Il silenzio di Napoli

“Ho avuto la fortuna di essere accolto nelle case e nelle vite delle persone.
Tutte le volte che entravo mi chiedevano se avevo mangiato e come stava la mia famiglia. Non è solo una forma di cortesia, ma il segno tangibile di qualcosa di più importante: la cura per l’altro”. Con questo parole Ciro Battiloro comincia a raccontare l’universo in cui si muove per realizzare i suoi lavori fotografici.

Battiloro è nato nel 1984 a Torre del Greco, a Napoli. Le sue immagini scattate nel rione Sanità sono state premiate ed esposte in molti festival italiani e internazionali. Ha cominciato a fotografare lì nel 2015: “In quel momento il quartiere era conosciuto come uno dei più complicati di Napoli. A me interessava lavorare sul tema delle marginalità urbane. Ma quello che da subito mi ha colpito e attratto è stata l’energia che si respirava nelle case”, racconta Battiloro.

Ciò che accomuna le foto di Battiloro è infatti la vicinanza con i soggetti, lo sguardo dolce ma allo stesso tempo non superficiale con cui mostra la realtà in cui è nato e cresciuto, e dove vive ancora oggi. “Il rione Sanità è stato costruito nel sedicesimo secolo, in una cava utilizzata come luogo di sepoltura nel periodo greco-romano. Il legame forte tra gli abitanti e la morte è una delle caratteristiche distintive del quartiere”. Nato come luogo di residenza per le famiglie nobili e aristocratiche, nel tempo il quartiere è diventato uno dei più poveri di Napoli: “È una realtà urbana a sé stante. Ma nonostante questo, ha saputo conservare la sua identità, e tra i suoi abitanti è cresciuto un forte senso di appartenenza”.

Una domenica pomeriggio, dopo pranzo, mentre camminava per il rione, Battiloro ha letto questa frase su un muro: “Il silenzio è un dono raro per questi vicoli, ma nella sua intima rivelazione, scopri l’anima nuda e immensa di un’umanità dimenticata”. Da qui è nato il titolo del suo primo libro, Silence is a gift (Il silenzio è un dono, Chose commune, aprile 2024) che è anche una dichiarazione d’intenti: “Ho la sensazione che il sud, e Napoli in particolare, siano raccontati spesso con narrazioni che devono fare rumore, attirare l’attenzione sfruttando gli stereotipi e il folklore. Ma in tutto questo rumore scompaiono i veri vissuti di questi posti, che rappresentano una ricchezza e custodiscono la memoria storica”.

=======

**Esercizio A**
Trascrivi fedelmente il passo del testo su Ciro Battiloro che si apre con le parole contenenti "Il silenzio di" e si chiude con "suoi lavori fotografici.".
**Esercizio B**
Rispondi alle domande seguenti in base al testo su Ciro Battiloro.
(i) In che anno e in quale località è nato Battiloro?
(ii) In quale secolo è stato costruito il rione Sanità?
(iii) Con quale editore e in che mese è uscito il libro Silence is a gift?
L'elenco riportato dopo il testo non è necessario per svolgere gli esercizi.

**Dati di origine**
=======

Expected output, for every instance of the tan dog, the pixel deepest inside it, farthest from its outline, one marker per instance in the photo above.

=======

**Risposta corretta A**
Il silenzio di Napoli

“Ho avuto la fortuna di essere accolto nelle case e nelle vite delle persone.
Tutte le volte che entravo mi chiedevano se avevo mangiato e come stava la mia famiglia. Non è solo una forma di cortesia, ma il segno tangibile di qualcosa di più importante: la cura per l’altro”. Con questo parole Ciro Battiloro comincia a raccontare l’universo in cui si muove per realizzare i suoi lavori fotografici.

**Risposta corretta B**
(i) Nel 1984, a Torre del Greco.
(ii) Nel sedicesimo secolo.
(iii) Con Chose commune, nell'aprile 2024.